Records
• • • • • • •
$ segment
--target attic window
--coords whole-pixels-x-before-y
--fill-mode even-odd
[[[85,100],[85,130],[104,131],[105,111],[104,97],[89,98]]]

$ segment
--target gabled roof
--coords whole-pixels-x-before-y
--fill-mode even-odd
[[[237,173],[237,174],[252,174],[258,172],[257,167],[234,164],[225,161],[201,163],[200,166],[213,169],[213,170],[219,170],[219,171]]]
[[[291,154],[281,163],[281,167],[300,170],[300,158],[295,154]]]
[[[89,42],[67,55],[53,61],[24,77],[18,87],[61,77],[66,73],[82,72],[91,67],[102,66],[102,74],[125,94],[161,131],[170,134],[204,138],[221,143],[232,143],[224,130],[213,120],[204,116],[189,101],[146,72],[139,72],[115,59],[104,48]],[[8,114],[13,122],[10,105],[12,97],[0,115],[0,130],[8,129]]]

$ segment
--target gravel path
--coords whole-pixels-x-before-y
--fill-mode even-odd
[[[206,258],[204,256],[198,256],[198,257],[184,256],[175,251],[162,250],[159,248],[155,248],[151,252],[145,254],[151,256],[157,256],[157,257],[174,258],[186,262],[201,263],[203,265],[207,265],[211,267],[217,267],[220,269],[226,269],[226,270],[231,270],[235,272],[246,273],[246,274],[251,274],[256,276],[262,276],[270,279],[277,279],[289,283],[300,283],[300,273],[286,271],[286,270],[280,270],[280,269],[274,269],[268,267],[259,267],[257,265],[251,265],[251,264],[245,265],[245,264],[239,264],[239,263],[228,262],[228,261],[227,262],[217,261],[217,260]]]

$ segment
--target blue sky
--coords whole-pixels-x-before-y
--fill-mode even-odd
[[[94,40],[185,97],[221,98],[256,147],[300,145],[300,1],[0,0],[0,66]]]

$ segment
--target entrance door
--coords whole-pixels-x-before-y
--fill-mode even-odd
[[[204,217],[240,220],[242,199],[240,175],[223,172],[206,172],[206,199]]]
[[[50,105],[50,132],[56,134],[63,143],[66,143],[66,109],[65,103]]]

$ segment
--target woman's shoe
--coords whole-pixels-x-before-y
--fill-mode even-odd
• • • • • • •
Copy out the stretch of entries from the start through the line that contains "[[[85,100],[85,130],[104,131],[105,111],[104,97],[89,98]]]", keeping every line, and decrease each outline coordinate by 100.

$ segment
--target attic window
--coords whole-pixels-x-before-y
--fill-mode even-odd
[[[-15,0],[-15,30],[4,31],[5,11],[4,-3],[-11,-2]]]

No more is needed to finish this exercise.